PROBLEM TO SOLVE –
Can you copy out the part of the listing that opens with the line containing "GET /bbox?q=river water" and runs through the end of the listing, keeping every line, including the requests, but with each bounding-box coordinate in the answers shifted by -66?

STORED DATA –
+ + + +
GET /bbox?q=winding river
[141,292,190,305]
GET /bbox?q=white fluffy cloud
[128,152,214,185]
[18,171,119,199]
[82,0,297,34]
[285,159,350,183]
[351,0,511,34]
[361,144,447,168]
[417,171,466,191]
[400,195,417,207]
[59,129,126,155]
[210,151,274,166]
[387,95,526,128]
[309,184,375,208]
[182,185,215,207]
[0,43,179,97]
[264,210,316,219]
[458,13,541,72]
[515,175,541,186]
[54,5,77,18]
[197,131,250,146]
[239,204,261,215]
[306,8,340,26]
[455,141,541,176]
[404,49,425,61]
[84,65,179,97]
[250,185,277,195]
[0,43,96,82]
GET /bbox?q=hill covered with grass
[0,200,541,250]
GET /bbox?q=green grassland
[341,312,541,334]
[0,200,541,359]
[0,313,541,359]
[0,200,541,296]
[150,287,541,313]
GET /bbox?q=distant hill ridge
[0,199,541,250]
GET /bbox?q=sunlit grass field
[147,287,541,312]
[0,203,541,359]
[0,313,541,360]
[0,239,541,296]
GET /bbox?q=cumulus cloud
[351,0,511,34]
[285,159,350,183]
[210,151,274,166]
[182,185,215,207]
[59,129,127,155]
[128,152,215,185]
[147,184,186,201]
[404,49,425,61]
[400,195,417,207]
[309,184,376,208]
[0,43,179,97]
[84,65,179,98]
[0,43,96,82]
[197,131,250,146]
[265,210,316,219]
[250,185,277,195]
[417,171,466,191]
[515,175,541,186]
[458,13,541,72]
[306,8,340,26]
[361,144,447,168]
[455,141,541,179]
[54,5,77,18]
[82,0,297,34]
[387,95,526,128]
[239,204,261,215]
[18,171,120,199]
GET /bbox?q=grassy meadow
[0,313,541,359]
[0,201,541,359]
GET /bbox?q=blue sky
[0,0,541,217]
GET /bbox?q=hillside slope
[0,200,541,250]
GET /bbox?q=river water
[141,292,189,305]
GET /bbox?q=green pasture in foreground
+ + + +
EXERCISE OUTPUT –
GET /bbox?q=river water
[75,226,123,239]
GET /bbox?q=green pasture in foreground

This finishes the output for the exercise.